Work to be completed - Write out the records exactly, from the line containing "Spot the ice peak, then" through the end of the records, including both of those lines.

-- Start of Provided information --

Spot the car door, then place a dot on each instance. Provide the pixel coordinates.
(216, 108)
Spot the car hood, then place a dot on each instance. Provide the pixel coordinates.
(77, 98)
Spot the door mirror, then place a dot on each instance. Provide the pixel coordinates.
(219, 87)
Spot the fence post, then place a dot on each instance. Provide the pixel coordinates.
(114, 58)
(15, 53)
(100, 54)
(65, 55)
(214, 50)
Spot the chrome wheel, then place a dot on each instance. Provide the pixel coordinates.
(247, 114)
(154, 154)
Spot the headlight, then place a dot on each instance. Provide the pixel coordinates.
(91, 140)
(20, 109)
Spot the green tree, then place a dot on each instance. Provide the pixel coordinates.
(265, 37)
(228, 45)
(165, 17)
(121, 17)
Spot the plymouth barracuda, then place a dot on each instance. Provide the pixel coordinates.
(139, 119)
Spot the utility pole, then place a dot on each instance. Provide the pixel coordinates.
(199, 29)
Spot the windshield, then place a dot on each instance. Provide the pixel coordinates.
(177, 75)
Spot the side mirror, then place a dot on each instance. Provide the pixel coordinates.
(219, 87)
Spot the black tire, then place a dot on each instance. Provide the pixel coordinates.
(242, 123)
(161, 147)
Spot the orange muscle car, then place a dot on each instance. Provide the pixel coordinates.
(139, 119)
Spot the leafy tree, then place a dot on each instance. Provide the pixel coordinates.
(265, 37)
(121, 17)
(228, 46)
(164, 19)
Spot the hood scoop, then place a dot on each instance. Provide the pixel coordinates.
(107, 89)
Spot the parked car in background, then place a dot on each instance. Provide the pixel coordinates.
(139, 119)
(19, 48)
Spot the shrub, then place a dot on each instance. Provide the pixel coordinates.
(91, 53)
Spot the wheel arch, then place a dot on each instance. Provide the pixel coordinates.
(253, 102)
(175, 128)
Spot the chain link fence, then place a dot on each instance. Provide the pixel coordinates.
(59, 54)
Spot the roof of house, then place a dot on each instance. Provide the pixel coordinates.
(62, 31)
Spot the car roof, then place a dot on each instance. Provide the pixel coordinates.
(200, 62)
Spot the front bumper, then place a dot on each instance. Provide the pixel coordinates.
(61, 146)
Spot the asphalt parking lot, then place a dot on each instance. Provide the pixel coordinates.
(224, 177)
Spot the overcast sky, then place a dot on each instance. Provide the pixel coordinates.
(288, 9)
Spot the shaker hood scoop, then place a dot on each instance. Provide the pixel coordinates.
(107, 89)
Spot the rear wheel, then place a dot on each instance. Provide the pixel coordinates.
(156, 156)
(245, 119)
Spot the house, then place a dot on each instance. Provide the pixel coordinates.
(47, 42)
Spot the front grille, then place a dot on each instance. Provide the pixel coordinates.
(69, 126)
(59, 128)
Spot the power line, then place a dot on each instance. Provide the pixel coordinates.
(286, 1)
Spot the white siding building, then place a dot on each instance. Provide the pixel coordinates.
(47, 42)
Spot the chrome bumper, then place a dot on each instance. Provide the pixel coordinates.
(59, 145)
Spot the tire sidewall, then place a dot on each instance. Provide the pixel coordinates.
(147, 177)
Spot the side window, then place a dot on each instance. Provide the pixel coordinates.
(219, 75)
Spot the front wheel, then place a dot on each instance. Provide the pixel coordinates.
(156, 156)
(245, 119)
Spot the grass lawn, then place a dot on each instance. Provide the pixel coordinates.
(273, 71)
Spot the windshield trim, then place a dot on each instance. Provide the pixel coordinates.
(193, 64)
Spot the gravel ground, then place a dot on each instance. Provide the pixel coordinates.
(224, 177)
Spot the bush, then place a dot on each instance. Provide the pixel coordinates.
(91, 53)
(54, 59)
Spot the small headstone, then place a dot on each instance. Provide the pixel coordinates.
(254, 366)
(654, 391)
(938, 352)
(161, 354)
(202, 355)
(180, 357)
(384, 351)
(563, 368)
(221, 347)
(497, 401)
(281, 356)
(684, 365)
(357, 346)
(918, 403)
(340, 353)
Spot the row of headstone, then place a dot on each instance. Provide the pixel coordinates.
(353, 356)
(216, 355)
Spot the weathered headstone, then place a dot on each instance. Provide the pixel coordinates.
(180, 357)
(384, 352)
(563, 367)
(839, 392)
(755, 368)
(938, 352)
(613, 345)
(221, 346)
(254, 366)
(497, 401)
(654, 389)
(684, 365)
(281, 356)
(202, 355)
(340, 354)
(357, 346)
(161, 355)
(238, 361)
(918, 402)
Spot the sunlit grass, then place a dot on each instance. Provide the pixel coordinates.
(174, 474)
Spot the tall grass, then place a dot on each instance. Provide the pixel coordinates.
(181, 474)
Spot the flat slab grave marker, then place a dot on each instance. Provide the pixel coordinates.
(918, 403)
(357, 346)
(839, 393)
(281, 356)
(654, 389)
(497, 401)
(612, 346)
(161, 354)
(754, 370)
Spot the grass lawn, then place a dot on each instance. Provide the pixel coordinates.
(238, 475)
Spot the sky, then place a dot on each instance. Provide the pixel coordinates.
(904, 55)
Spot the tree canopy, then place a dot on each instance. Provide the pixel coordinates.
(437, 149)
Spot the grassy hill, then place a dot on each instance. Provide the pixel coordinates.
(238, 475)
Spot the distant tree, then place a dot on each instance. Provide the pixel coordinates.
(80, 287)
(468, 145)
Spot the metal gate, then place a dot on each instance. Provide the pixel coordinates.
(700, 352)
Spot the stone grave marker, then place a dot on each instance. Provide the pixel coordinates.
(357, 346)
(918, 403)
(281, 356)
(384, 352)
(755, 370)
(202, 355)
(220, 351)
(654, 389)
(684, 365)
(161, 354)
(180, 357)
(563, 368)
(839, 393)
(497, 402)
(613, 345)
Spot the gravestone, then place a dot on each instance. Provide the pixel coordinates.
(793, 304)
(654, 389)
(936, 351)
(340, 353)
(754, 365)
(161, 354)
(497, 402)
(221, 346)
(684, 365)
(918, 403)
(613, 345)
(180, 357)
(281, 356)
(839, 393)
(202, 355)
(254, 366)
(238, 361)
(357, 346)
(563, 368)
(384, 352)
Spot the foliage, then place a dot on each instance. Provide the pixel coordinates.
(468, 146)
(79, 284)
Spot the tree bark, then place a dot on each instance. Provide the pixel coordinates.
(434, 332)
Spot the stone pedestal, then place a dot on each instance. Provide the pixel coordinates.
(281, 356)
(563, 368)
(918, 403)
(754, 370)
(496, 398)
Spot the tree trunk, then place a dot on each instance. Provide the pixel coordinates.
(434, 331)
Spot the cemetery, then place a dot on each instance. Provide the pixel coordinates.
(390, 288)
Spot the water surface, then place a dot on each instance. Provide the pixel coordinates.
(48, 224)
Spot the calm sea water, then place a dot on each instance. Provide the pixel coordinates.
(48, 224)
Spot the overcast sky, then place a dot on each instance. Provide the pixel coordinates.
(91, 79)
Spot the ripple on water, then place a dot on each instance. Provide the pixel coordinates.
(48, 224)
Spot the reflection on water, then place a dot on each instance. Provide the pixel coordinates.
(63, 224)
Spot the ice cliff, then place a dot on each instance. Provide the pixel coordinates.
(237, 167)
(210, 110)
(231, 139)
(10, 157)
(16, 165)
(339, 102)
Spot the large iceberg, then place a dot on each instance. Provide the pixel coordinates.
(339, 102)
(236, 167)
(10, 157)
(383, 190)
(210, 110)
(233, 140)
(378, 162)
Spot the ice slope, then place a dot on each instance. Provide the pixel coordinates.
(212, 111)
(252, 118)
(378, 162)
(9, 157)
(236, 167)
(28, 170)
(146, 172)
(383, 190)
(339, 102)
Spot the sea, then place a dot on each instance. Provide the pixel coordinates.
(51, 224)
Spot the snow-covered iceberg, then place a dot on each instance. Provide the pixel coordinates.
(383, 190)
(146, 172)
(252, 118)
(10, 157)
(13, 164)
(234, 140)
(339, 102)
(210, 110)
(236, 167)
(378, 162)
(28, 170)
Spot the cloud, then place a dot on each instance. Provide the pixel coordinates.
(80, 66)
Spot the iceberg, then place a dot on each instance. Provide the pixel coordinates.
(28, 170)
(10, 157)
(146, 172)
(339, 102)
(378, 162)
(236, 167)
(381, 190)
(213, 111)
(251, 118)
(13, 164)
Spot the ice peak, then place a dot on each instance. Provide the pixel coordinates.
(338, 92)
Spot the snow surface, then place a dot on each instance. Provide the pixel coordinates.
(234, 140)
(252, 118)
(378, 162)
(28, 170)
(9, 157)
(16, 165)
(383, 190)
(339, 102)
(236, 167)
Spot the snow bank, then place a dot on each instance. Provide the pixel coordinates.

-- End of Provided information --

Written answer -
Spot the ice peak, then place a dot on each instance. Provide the pixel coordinates.
(338, 92)
Spot the snow surface, then place a dot on each instance. Provide the pixel coordinates.
(234, 140)
(252, 118)
(378, 162)
(28, 170)
(9, 157)
(16, 165)
(383, 190)
(339, 102)
(236, 167)
Spot the snow bank, then place a dot on each instance. Provide the pixel coordinates.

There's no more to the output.